■ What is expected
Extract, word for word, the lines of the records below from the line containing "Request = locate the tree" down to the end of the records, including both the first and last lines.

Pointing and labeling records
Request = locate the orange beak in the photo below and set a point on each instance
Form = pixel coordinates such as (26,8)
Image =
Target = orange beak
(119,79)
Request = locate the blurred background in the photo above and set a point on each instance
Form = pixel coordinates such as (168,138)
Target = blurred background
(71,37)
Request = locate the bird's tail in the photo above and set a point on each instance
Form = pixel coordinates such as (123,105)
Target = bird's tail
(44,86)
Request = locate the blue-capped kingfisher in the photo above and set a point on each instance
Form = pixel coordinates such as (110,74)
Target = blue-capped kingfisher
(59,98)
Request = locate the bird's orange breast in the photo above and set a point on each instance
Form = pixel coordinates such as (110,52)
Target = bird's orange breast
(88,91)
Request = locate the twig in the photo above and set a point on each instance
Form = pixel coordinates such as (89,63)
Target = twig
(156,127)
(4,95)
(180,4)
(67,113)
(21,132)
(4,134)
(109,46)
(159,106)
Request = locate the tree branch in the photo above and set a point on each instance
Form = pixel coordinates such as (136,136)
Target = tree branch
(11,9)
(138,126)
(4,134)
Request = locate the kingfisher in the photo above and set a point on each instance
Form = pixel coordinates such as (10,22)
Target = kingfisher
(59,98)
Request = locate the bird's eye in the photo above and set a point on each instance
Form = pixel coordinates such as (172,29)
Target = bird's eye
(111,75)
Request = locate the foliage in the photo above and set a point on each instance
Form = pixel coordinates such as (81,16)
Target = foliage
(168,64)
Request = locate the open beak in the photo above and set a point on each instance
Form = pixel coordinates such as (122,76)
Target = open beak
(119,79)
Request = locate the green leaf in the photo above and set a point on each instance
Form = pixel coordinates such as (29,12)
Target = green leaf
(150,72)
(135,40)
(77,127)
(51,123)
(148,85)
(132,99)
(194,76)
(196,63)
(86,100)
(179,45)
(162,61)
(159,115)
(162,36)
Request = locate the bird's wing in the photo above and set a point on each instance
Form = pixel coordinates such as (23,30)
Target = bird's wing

■ Answer for the task
Request = locate the tree branch in the photo above and set a point on each instance
Form = pixel coordinates such as (136,136)
Target = tree branch
(11,9)
(138,126)
(4,134)
Request = locate the kingfisher in the photo above and set a point on each instance
Form = pixel coordinates such as (10,22)
Target = kingfisher
(59,98)
Request = locate the bird's eye in the photo above and set a point on each instance
Form = pixel coordinates such as (172,29)
Target = bird's eye
(111,75)
Request = locate the foliage in the photo above and set a point on each instance
Form = pixel coordinates such as (81,16)
Target = foliage
(168,64)
Request = locate the open beak in the photo above and set a point on each instance
Form = pixel coordinates such as (122,76)
Target = open beak
(119,79)
Request = locate the green leaf in the photo above and set a point on each instance
Form = pixel coordinates such as (29,12)
Target = green leaf
(150,72)
(135,40)
(77,127)
(51,123)
(148,85)
(132,99)
(194,76)
(196,63)
(86,100)
(179,45)
(162,61)
(159,115)
(162,36)
Request = locate the bird's wing in the photo above and set a point on each instance
Form = pixel coordinates such as (23,30)
Target = bird's wing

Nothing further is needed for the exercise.